#### EXTRAIT CITÉ ####

Transposition des techniques de manipulation sanitaires dans le domaine de la sécurité

Pour les gouvernements occidentaux, tous les prétextes sont bons pour accroître la surveillance et le contrôle des citoyens. Nous l’avons bien vu avec les mesures soi-disant sanitaires mises en place au printemps 2020, auxquelles on a en grande partie mis fin deux ans plus tard, mais qu’on pourrait réactiver sous une forme plus ou moins abusive, puisque les organisations de santé publique internationales et nationales n’ont toujours pas déclaré la fin de la fameuse pandémie et ne daignent pas nous dire ce qu’il faudrait pour qu’on puisse enfin considérer qu’elle est terminée, puisqu’elles peuvent annoncer l’apparition d’un nouveau variant préoccupant pour essayer de nous reconfiner, de nous obliger à nouveau à porter un masque dans les lieux publics et de réimposer l’usage du passeport vaccinal. Ces mesures soi-disant sanitaires sont un prolongement des mesures sécuritaires imposées à la suite des attentats du World Trade Center en 2001, lesquelles ont depuis proliféré, chaque attentat ou chaque massacre qu’on n’a pas réussi à empêcher grâce aux dispositifs sécuritaires déjà en place étant une opportunité pour imposer plus de dispositifs de la même espèce. Dans le cas des mesures soi-disant sanitaires, chaque nouvelle « vague » et même la crainte d’une nouvelle « vague » ont servi de prétextes pour prolonger ou radicaliser les mesures soi-disant sanitaires. Les autorités politiques et sanitaires se sont bien gardées de remettre en question l’efficacité de ces mesures. Pour venir à bout du méchant virus que les mesures soi-disant sanitaires et les miraculeux vaccins n’ont pas encore réussi à vaincre, il faudrait encore plus de mesures sanitaires et de miraculeux vaccins. Il est donc clair qu’on s’est inspiré jusqu’à un certain point du recours aux mesures strictement sécuritaires quand on a eu recours aux mesures soi-disant sanitaires. C’est le même esprit.

####

• **CONSIGNE**
Poursuivez le texte ci-dessus sur les mesures sanitaires et sécuritaires en reprenant juste après sa dernière phrase.

#### DONNÉES DISPONIBLES ####

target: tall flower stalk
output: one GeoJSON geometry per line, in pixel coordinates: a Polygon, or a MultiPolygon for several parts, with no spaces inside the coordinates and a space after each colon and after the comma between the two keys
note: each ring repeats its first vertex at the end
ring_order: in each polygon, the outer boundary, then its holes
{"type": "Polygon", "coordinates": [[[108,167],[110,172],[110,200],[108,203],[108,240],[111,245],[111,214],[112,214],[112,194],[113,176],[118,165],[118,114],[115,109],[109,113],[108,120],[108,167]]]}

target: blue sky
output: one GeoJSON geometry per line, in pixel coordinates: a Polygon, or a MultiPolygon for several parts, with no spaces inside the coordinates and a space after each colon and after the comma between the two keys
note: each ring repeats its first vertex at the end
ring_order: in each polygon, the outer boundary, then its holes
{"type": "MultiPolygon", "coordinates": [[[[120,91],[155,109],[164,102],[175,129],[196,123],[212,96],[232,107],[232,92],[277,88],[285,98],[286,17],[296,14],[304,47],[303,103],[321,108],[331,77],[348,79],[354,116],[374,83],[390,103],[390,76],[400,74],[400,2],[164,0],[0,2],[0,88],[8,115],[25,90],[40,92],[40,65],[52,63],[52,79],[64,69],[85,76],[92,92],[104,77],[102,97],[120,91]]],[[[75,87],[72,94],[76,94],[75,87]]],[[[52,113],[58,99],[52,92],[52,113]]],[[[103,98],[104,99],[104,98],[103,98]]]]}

####

• **RÉPONSE**
Dès 2020, plusieurs critiques des mesures soi-disant sanitaires ont compris qu’elles étaient le prolongement des dispositifs sécuritaires mis en place depuis une vingtaine d’années, et que les autorités politiques et sanitaires et les médias de masse ont repris et adaptés des techniques de manipulation de l’opinion déjà utilisées pour imposer ces dispositifs sécuritaires. Depuis, cette idée s’est répandue et est connue de presque tous ceux qui s’opposent avec fermeté et cohérence aux mesures soi-disant sanitaires. Ce qui est moins fréquent, c’est d’examiner de quelle manière ce qui est caractéristique des techniques de manipulation sanitaires pourrait être en retour utilisé pour imposer de nouveaux dispositifs sécuritaires. Les récentes avancées dans la conception, l’utilisation et la légalisation des technologies de surveillance automatisée seront probablement le terrain sur lequel se fera cette transposition.

Pour ne pas trop m’étendre en parlant de dispositifs sécuritaires différents, je m’en tiendrai ici à la vidéosurveillance algorithmique (VSA), dont l’utilisation vient d’être approuvée par l’Assemblée nationale française, dans le cadre des Jeux olympiques de 2024, qui se dérouleront à Paris et qui sont vraisemblablement une sorte de « projet pilote » pour l’implantation généralisée de cette technologie.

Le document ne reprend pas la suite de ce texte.